* **Recorded information**
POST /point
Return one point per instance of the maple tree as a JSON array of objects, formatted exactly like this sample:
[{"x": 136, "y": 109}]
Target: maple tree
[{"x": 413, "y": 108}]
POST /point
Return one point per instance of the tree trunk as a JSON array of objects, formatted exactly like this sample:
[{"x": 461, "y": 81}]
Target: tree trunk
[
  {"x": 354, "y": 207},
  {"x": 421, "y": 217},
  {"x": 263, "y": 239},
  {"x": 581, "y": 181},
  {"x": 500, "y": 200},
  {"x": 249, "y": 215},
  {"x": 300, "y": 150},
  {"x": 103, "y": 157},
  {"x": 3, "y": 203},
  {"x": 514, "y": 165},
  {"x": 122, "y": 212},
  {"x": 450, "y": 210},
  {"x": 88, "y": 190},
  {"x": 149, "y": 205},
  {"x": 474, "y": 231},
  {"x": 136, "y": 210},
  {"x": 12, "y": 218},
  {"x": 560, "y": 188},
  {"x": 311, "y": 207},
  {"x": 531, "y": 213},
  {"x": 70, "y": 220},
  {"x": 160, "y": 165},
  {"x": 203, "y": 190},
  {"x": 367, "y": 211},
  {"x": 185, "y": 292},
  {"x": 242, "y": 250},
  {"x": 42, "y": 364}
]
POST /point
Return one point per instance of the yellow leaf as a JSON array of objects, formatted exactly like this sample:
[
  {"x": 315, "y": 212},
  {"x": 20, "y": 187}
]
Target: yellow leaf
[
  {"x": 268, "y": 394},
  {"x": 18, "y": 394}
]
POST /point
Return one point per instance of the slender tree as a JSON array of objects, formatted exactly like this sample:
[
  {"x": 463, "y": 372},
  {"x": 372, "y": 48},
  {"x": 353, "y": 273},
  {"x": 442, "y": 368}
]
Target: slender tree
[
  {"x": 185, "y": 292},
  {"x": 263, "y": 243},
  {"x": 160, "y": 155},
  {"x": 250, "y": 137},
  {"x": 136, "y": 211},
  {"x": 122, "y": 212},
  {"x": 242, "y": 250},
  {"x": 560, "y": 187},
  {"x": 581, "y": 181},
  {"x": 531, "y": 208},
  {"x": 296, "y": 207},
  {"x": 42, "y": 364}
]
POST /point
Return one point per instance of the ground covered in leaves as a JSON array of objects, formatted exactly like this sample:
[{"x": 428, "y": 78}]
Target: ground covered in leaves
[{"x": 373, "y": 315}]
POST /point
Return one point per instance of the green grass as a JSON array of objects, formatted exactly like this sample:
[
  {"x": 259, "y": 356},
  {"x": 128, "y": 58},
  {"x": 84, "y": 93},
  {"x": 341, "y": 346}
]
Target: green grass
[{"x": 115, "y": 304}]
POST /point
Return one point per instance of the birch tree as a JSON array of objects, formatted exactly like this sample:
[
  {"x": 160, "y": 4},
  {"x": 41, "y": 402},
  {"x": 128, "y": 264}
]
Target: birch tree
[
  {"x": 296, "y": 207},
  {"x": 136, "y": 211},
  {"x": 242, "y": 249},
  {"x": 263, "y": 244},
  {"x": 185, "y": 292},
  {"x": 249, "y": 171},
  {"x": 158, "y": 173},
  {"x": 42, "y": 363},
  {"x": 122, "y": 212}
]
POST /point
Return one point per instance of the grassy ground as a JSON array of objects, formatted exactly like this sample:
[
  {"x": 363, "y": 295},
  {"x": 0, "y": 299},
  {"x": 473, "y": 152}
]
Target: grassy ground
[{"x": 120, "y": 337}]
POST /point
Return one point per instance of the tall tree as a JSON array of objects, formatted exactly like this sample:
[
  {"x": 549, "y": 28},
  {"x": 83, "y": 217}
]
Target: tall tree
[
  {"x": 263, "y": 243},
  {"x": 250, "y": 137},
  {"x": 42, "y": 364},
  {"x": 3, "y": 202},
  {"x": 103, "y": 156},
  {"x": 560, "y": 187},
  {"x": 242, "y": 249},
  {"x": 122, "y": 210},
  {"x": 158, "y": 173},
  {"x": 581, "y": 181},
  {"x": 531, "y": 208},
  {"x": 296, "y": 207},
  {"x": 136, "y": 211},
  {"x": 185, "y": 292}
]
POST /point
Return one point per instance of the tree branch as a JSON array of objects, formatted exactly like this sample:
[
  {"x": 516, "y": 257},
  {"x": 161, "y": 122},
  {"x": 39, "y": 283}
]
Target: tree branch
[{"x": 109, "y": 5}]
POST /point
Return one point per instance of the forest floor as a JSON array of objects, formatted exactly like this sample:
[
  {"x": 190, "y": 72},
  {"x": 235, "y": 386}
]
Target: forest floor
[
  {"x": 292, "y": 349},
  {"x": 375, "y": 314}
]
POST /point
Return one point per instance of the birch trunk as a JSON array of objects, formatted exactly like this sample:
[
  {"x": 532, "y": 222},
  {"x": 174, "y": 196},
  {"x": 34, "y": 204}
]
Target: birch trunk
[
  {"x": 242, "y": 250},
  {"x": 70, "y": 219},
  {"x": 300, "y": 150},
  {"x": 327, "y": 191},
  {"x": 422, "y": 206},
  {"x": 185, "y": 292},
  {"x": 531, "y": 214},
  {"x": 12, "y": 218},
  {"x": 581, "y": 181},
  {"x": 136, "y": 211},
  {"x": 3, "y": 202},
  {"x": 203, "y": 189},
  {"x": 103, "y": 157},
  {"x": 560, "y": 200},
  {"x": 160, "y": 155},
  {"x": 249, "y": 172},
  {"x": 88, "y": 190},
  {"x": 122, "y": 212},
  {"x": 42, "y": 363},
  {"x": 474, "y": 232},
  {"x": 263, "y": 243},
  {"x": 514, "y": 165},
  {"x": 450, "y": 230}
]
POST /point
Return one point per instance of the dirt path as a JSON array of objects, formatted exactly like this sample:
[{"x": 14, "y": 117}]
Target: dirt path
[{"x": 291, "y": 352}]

* **Given problem**
Identify every line in the material above that contains the string "dirt", and copy each such line in full. Matching is case-sensitive.

* **Answer to the exercise**
Return one point per instance of the dirt path as a JSON array of objects, formatted exactly like this sample:
Target: dirt path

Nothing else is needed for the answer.